[Pointing and labeling entries]
————

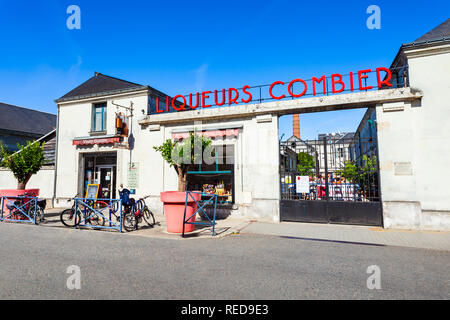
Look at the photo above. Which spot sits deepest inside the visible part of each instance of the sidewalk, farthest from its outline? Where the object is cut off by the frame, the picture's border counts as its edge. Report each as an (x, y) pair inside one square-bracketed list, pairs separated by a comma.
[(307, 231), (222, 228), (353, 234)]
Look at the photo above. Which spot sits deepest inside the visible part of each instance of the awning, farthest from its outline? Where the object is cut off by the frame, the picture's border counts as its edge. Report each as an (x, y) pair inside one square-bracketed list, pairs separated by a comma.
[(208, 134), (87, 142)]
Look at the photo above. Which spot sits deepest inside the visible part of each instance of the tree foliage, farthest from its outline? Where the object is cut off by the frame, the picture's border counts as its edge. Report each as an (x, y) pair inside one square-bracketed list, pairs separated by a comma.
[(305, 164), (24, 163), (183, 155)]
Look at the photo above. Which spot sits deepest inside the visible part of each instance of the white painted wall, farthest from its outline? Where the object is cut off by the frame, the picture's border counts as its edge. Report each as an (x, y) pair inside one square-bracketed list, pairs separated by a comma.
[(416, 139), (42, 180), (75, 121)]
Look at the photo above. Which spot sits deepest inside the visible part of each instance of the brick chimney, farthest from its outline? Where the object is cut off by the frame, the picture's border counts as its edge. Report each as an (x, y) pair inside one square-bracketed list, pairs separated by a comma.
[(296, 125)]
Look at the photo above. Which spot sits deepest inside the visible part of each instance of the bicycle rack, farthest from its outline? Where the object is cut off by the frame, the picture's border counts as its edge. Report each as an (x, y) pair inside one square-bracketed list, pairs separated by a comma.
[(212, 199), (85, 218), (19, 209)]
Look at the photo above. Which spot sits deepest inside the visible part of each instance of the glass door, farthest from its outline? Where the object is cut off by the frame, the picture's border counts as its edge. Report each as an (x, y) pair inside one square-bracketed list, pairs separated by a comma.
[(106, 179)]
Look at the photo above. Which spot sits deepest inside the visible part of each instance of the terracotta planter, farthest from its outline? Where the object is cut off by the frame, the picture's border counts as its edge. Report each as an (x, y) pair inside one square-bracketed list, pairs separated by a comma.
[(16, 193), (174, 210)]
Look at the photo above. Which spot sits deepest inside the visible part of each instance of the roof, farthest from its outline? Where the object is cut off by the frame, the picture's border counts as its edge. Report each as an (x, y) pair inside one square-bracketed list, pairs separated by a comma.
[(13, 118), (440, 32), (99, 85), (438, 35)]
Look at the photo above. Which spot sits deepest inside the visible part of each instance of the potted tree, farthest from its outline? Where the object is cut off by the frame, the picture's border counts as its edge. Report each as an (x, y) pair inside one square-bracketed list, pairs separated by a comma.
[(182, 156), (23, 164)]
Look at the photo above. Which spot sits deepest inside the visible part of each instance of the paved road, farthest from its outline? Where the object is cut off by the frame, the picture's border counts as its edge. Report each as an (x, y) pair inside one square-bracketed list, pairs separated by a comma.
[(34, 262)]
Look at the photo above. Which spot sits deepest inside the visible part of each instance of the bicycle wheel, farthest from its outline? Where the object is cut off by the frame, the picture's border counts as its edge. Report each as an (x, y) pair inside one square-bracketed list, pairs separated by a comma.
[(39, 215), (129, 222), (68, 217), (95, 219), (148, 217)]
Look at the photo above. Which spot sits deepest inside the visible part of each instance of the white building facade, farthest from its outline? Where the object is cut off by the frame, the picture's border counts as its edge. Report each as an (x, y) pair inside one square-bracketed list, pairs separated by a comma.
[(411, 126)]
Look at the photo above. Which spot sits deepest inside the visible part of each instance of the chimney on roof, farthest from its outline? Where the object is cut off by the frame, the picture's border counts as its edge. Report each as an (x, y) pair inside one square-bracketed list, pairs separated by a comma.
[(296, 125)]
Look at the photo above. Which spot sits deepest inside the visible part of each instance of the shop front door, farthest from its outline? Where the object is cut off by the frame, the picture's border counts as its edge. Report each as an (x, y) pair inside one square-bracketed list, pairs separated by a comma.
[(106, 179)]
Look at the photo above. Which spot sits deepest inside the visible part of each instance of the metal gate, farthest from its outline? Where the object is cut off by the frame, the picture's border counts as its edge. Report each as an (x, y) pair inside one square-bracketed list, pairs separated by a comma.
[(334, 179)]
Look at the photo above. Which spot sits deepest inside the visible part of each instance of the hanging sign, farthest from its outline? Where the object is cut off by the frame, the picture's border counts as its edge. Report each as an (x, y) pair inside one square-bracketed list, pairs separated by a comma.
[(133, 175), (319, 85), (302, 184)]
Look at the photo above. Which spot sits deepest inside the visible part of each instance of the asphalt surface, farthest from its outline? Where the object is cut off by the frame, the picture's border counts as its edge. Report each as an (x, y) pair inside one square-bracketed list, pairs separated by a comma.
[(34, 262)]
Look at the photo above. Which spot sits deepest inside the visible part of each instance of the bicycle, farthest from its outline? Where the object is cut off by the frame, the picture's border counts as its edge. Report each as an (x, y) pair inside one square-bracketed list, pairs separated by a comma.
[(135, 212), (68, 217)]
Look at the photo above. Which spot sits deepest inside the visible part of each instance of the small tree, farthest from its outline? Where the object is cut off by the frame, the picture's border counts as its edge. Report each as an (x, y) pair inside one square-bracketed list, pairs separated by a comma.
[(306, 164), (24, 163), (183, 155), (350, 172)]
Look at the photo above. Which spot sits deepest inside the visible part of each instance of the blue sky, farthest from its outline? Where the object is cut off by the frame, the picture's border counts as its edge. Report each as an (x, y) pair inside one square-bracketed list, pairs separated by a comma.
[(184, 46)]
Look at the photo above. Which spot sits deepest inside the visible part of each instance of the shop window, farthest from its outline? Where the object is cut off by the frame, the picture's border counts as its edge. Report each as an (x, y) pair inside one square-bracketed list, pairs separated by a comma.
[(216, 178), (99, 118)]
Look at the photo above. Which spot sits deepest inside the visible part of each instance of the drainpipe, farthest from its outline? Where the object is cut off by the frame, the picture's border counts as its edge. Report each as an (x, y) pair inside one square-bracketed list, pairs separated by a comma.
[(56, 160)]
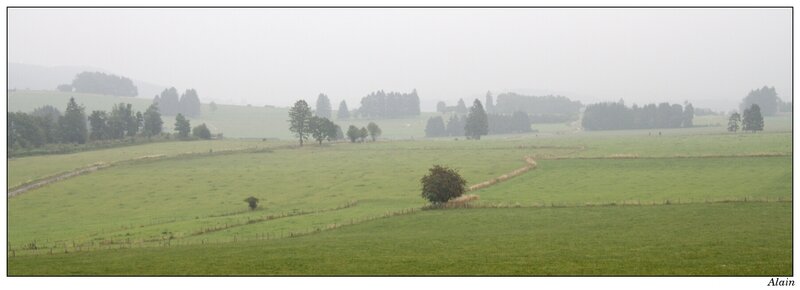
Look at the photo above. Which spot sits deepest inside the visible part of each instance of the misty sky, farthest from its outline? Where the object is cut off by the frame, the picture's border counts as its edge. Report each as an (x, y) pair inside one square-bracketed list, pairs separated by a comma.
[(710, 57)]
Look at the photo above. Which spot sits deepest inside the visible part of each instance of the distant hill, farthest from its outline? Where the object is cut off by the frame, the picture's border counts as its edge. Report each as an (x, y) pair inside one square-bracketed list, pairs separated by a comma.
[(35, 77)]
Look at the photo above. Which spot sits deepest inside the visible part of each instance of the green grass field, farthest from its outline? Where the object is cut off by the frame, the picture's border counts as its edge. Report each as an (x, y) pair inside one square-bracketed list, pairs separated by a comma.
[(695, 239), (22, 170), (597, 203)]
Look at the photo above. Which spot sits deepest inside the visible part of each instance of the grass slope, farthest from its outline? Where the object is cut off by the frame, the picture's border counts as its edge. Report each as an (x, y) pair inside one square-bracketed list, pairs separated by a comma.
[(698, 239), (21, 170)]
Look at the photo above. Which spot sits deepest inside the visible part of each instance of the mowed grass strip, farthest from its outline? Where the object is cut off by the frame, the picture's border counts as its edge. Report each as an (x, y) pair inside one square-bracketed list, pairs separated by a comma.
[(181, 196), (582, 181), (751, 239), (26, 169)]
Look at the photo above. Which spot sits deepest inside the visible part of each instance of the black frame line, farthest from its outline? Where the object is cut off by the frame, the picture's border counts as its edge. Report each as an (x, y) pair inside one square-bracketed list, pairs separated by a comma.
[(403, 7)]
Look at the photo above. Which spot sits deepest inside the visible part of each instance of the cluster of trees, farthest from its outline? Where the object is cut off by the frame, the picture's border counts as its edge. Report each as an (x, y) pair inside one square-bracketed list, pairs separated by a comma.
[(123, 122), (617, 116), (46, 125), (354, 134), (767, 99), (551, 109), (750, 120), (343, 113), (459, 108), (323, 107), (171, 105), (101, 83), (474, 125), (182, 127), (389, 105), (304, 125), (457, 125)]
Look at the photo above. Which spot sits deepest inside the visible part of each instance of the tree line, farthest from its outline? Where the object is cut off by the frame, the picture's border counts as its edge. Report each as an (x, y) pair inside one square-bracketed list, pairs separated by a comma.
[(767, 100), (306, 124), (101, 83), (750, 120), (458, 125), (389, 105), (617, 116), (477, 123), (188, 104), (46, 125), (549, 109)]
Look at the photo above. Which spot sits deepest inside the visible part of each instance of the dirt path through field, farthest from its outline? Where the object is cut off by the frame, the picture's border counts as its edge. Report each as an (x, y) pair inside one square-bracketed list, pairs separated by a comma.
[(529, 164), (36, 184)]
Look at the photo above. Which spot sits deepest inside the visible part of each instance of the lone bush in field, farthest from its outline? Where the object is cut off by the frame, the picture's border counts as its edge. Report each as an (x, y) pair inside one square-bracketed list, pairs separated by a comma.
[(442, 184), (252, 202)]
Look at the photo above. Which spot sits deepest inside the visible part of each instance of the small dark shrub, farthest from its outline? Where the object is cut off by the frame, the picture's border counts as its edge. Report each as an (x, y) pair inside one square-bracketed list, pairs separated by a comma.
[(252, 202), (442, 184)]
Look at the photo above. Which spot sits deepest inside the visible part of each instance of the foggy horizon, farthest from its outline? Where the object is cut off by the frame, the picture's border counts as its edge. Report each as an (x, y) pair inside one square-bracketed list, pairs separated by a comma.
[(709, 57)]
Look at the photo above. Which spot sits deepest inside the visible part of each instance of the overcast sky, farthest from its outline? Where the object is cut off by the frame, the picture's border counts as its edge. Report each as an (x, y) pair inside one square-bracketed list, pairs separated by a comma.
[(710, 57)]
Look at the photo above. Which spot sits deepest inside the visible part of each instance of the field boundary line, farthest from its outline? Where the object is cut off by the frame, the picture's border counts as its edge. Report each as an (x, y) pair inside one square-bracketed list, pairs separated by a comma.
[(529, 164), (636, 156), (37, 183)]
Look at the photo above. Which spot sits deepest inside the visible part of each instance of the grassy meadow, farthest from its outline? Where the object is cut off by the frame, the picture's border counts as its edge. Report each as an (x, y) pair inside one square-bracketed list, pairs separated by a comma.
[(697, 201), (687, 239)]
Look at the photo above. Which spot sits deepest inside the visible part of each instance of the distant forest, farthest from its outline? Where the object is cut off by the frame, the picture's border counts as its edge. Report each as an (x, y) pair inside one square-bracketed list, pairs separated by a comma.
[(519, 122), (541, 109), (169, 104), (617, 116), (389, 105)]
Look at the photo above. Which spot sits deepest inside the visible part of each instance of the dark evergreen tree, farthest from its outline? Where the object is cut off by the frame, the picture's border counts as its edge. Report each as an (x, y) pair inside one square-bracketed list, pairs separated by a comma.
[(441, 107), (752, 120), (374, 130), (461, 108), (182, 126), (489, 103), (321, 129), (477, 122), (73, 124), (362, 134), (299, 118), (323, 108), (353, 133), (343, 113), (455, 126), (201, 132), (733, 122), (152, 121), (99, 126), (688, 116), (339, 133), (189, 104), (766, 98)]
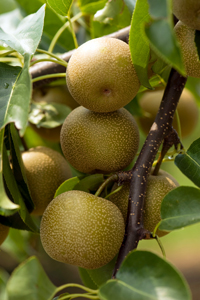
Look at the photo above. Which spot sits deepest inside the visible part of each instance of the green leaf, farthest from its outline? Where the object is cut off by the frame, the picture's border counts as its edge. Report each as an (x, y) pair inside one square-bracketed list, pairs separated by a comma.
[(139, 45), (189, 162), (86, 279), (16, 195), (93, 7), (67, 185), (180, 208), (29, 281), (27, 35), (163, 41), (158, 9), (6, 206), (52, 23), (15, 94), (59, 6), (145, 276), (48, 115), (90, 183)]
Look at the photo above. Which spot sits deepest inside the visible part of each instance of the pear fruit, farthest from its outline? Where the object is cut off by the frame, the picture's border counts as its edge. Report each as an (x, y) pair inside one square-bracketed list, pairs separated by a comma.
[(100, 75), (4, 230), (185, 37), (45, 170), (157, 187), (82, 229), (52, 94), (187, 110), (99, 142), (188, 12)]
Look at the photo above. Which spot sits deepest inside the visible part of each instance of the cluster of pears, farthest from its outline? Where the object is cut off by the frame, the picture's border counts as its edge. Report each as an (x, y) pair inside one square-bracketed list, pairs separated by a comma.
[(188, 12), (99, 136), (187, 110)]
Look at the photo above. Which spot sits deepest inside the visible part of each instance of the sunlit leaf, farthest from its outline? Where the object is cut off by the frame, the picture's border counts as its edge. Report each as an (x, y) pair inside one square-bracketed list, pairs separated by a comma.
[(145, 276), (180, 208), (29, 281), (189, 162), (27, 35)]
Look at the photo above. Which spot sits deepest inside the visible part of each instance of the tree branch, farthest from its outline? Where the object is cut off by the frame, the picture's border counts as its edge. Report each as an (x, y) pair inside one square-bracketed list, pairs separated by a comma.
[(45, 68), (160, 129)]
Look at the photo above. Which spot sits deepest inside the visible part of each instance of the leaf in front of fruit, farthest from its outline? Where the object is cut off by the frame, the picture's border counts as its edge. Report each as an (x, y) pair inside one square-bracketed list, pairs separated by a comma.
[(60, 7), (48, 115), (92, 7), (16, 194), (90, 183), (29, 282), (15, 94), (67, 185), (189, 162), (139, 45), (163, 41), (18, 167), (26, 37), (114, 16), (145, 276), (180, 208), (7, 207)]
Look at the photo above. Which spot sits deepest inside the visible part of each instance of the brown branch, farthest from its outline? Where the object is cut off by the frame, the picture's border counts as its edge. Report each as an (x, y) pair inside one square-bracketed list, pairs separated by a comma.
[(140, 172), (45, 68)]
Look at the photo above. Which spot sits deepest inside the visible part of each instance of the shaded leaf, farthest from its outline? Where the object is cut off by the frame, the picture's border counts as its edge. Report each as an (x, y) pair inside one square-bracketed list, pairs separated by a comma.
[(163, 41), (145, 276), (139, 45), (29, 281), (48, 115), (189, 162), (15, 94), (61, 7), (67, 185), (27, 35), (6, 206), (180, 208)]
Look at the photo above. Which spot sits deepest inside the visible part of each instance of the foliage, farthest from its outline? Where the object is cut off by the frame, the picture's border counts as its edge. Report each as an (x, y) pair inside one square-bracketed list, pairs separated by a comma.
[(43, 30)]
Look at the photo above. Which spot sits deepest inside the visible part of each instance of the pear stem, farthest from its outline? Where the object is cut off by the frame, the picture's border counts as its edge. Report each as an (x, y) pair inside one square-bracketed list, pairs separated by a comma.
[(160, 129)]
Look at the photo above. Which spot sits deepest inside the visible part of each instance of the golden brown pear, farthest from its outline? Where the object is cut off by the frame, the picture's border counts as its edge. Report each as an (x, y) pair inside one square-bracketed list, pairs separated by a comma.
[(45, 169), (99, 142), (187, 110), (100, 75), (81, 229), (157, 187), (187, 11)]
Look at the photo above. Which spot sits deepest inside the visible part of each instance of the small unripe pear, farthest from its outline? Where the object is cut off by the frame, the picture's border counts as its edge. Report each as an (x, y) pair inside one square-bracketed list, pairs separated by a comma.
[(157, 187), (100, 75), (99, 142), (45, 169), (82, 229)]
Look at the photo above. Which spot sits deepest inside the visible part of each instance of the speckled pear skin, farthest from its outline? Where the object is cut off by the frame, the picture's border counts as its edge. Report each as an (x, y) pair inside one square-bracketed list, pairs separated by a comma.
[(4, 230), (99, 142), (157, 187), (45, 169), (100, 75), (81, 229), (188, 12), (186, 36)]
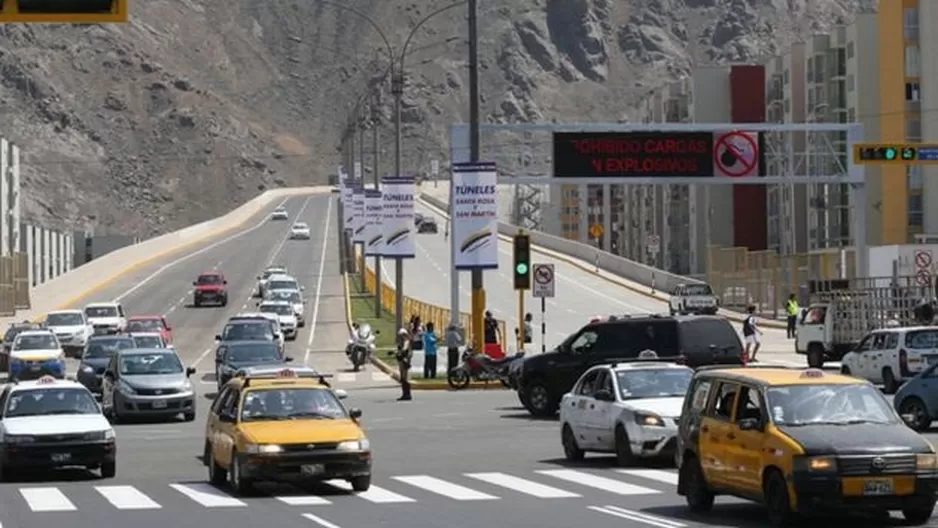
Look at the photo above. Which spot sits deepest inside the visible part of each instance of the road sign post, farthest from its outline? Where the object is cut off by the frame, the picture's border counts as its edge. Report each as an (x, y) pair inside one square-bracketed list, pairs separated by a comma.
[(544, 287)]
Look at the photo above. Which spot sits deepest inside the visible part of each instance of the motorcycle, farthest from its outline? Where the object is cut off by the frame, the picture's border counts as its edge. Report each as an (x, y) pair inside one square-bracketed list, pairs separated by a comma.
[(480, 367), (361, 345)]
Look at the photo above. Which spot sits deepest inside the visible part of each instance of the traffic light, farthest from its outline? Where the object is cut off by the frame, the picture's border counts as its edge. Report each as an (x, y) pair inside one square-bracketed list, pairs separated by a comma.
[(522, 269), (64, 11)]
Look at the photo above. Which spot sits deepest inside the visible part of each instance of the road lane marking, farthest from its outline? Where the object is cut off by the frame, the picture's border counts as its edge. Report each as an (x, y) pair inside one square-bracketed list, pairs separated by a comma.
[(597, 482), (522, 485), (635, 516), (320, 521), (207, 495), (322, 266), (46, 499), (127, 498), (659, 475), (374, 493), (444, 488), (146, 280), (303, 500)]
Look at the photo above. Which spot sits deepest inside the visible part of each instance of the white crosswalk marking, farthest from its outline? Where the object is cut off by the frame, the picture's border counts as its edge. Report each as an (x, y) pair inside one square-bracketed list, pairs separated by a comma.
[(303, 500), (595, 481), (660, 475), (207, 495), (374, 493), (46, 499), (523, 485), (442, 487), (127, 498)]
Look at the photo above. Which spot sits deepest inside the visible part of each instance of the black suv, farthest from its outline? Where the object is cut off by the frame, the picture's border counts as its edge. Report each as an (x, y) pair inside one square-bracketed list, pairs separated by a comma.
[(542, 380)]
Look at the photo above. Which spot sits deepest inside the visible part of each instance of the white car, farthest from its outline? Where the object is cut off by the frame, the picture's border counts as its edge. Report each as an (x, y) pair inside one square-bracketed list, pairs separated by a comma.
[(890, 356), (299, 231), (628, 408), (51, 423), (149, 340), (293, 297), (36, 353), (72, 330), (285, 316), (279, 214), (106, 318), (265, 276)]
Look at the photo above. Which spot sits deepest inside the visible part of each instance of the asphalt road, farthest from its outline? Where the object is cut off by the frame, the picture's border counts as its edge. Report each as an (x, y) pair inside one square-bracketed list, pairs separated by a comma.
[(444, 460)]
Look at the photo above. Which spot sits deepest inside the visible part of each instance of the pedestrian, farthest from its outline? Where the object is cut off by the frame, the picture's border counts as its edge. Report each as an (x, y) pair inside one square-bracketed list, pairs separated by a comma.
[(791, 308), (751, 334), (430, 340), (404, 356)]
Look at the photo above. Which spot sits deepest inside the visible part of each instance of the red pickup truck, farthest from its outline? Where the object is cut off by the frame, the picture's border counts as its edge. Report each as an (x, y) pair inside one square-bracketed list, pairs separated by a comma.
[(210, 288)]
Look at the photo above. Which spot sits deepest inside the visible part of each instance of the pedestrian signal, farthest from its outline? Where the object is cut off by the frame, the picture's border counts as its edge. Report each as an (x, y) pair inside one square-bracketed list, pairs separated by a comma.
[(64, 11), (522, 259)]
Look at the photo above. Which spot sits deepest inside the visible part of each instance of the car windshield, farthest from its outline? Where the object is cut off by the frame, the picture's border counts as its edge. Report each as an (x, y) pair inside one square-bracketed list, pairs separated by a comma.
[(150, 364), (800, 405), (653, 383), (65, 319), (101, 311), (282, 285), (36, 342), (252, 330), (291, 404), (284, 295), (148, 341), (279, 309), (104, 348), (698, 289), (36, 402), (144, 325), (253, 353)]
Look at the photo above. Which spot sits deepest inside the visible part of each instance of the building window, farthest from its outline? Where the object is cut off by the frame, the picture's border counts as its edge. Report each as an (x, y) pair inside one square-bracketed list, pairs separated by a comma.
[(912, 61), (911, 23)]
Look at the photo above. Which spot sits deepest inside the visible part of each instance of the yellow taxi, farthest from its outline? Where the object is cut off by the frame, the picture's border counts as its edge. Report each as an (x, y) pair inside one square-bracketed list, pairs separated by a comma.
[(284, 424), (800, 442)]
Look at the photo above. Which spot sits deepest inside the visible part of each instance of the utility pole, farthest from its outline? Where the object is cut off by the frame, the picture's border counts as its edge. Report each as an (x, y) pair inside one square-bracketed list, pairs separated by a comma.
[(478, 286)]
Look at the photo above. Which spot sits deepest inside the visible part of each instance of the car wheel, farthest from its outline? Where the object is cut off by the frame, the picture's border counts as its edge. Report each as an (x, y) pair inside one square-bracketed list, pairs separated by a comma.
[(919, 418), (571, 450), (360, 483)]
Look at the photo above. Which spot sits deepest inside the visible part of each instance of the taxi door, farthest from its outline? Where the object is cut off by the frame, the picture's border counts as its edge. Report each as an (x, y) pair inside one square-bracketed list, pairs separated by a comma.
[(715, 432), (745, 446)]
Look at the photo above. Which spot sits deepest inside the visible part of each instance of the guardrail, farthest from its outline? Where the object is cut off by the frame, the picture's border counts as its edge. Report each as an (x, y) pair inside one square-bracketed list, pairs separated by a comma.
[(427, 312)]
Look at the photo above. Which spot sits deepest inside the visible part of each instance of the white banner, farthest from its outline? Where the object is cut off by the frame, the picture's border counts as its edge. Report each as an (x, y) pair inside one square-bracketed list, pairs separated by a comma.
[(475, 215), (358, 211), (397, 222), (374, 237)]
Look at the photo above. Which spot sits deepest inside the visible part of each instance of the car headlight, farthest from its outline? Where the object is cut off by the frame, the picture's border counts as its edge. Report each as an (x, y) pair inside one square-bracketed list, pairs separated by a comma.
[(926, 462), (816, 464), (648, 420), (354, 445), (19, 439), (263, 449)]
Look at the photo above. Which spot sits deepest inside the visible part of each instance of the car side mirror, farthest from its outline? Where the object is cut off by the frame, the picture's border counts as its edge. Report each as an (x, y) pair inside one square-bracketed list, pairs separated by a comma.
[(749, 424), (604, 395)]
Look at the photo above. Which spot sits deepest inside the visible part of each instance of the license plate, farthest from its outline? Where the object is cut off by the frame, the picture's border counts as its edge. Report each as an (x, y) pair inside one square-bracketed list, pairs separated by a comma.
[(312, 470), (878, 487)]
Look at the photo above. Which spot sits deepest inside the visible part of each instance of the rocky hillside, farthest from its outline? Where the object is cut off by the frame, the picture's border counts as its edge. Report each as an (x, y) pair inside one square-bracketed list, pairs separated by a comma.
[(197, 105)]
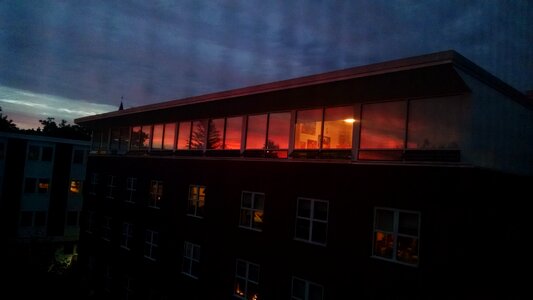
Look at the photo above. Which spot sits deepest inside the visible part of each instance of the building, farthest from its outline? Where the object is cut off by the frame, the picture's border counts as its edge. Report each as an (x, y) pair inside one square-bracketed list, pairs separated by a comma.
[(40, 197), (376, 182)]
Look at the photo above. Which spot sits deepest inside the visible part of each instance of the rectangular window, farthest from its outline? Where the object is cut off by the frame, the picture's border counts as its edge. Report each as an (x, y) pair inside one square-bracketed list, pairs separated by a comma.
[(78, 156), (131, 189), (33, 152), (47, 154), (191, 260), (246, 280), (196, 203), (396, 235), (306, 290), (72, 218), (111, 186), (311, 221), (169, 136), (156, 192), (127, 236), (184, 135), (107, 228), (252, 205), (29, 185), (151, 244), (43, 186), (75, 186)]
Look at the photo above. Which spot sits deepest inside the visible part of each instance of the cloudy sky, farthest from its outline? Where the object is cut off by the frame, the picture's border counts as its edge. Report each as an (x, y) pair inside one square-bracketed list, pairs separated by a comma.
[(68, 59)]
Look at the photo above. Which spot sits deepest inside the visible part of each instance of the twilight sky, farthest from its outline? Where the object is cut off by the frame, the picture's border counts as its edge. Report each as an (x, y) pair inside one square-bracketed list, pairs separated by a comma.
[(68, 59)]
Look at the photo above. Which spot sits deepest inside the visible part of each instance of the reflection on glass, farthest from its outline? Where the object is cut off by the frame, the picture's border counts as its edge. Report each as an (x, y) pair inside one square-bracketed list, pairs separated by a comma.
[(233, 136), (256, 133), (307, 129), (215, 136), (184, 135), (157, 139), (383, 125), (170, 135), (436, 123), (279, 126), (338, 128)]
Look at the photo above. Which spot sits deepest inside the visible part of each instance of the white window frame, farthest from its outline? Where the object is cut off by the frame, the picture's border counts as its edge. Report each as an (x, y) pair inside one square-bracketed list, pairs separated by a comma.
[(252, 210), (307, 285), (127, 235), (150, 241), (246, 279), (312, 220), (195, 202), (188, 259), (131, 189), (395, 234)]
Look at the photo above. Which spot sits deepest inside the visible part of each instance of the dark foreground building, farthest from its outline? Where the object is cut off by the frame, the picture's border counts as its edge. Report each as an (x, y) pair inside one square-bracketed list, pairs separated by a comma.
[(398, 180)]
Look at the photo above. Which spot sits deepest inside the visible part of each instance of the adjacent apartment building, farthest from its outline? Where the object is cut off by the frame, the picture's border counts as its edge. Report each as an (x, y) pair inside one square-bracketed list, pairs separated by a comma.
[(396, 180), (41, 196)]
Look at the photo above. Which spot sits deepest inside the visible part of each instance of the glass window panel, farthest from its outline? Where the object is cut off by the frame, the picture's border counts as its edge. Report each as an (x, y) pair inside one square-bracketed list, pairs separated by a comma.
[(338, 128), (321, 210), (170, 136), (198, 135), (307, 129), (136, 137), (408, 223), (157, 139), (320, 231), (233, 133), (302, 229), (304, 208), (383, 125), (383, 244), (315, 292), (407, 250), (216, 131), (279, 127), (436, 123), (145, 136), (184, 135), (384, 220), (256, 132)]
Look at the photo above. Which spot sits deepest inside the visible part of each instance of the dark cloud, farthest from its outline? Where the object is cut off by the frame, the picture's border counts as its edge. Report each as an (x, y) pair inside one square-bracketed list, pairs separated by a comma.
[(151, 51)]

————

Problem details: Rewrite the lines starting at the one containing "the motorcycle, farthest" and ending at the one containing "487), (127, 498)]" as a JSON list of strings, one string per line, leaving out blank lines.

Output of the task:
[
  "Look at the photo above. Which spot sits deepest inside the visible part of each instance of the motorcycle, farthest from its outline? Where the object is cut off by the frame, the picture's border counts as its edge. Report each as an (x, y) pair inside one square-bracketed list, pairs separated by a comma.",
  "[(480, 367), (361, 345)]",
  "Look at the photo above. Which spot sits deepest inside the visible part of each instance of the traffic light, farthest from its outline? Where the object is cut off by the frame, the picture's border counts as its edge. Report each as an (x, y) pair inside one square-bracketed list, pairs separated by a comma.",
  "[(522, 269), (64, 11)]",
  "Look at the photo above. Which spot sits deepest inside the visible part of each instance of the road lane marking, farthest from its outline? Where the object is cut off by the frame, the picture's border counts as its edge. Report each as an (x, y) pair inside one square-bracketed list, pairs separated by a comma.",
  "[(597, 482), (522, 485), (635, 516), (320, 521), (207, 495), (322, 266), (46, 499), (127, 498), (659, 475), (374, 493), (444, 488), (146, 280), (303, 500)]",
  "Look at the photo above. Which spot sits deepest inside the visible part of each instance of the white crosswalk marking, farthest from its outline? Where the object is cut off by the frame, the picture's border counts as its edge. Report each as an (x, y) pair inside one square-bracketed list, pairs separated by a comma.",
  "[(303, 500), (595, 481), (660, 475), (207, 495), (374, 493), (46, 499), (523, 485), (442, 487), (127, 498)]"
]